## PAGE EXCERPT
— START —

I just switched back from MacOSX to Ubuntu for work. Mostly for financial reasons. We need more computers at work and a really good PC laptop is just half as expensive as a MacbookPro or iMac. Today I wanted to connect from home to the University's VPN network and I had a look at the instructions provided by the university.
As usually, documentation was virtually absent and what was available was wrong. And exclusively in Finnish (http://www.helsinki.fi/helpdesk/ohjeet/tietoliikenne_ja_etakaytto/yhteyd...). From the image (Hardy Heron) it is clear that this page has not been updated for about at least 6 years (Hardy Heron was realased in the beginning of 2008).
So what do you do if you downloaded and extracted the hy-vpn-config.tar.gz file from https://ohjelmistojakelu.helsinki.fi?

— END —

## GIVEN DATA
— START —

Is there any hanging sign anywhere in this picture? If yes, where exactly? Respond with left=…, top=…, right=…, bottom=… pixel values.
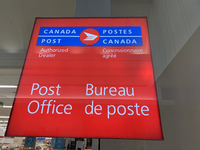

— END —

## AIM A
Answer the following from the post about connecting to the university VPN from Ubuntu:
(i) For what reasons, mostly, did the writer switch back to Ubuntu?
(ii) In which language was the university's VPN documentation exclusively available?
(iii) When was Hardy Heron released?
## AIM B
Retype from the post about connecting to the university VPN the part that opens with the words containing "As usually, documentation" and closes with "beginning of 2008).".
The listing comes from a separate source and has no connection to the text.

## TASK ANSWER A
(i) Mostly for financial reasons.
(ii) Finnish.
(iii) At the beginning of 2008.

## TASK ANSWER B
As usually, documentation was virtually absent and what was available was wrong. And exclusively in Finnish (http://www.helsinki.fi/helpdesk/ohjeet/tietoliikenne_ja_etakaytto/yhteyd...). From the image (Hardy Heron) it is clear that this page has not been updated for about at least 6 years (Hardy Heron was realased in the beginning of 2008).